Text below:

This is intentional.
This is how they do it:
First, they find that X mineral/vitamin is NECESSARY for human health.
Then they fortify a staple food source with it. In this case, grocer's table salt.
Then, because everyone at the time they do that eats the necessary amount of table salt, everyone is getting iodine. Because of this, they stop putting it in everything else.
Years pass, people forget about the fact they need iodine in their diet, and the plan finally comes to fruition.
They start marketing alternatives to the staple, stop using it in the majority of recipes, and even add things to it (preservatives, heavy metal dyes, corn syrup) to make it less palatable.
Then, fast food phases out iodized salt in favor of trendy rock salt or sea salt.
Eventually, the staple is no longer widely consumed, yet they CONTINUE to use studies from the past saying the majority consume salt on a regular basis.
What they leave out is that the majority of that salt is no longer iodized. They conflate the iodized table salt with other forms salt and what you have is a planned health crisis only they know about.

End of Text.

(Exercise requirements):
a) For each statement, decide whether it agrees with the text about iodized salt, answering yes or no and quoting the words of the text that decide it: (i) the staple food fortified in this case is table salt; (ii) fast food switched to iodized salt; (iii) after the salt was fortified, iodine went on being added to everything else.
b) Reproduce the part of the text about iodized salt starting at "Then they fortify" and ending at "it less palatable.".
The lines after the text are not needed for any of this work.

Listed records below:

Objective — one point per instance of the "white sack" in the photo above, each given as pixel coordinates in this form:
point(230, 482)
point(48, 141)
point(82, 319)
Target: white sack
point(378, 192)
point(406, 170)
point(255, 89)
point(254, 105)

End of Listed records.

(Answers in order):
a)
(i) Yes: "In this case, grocer's table salt."
(ii) No: "fast food phases out iodized salt in favor of trendy rock salt or sea salt."
(iii) No: "they stop putting it in everything else."

b)
Then they fortify a staple food source with it. In this case, grocer's table salt.
Then, because everyone at the time they do that eats the necessary amount of table salt, everyone is getting iodine. Because of this, they stop putting it in everything else.
Years pass, people forget about the fact they need iodine in their diet, and the plan finally comes to fruition.
They start marketing alternatives to the staple, stop using it in the majority of recipes, and even add things to it (preservatives, heavy metal dyes, corn syrup) to make it less palatable.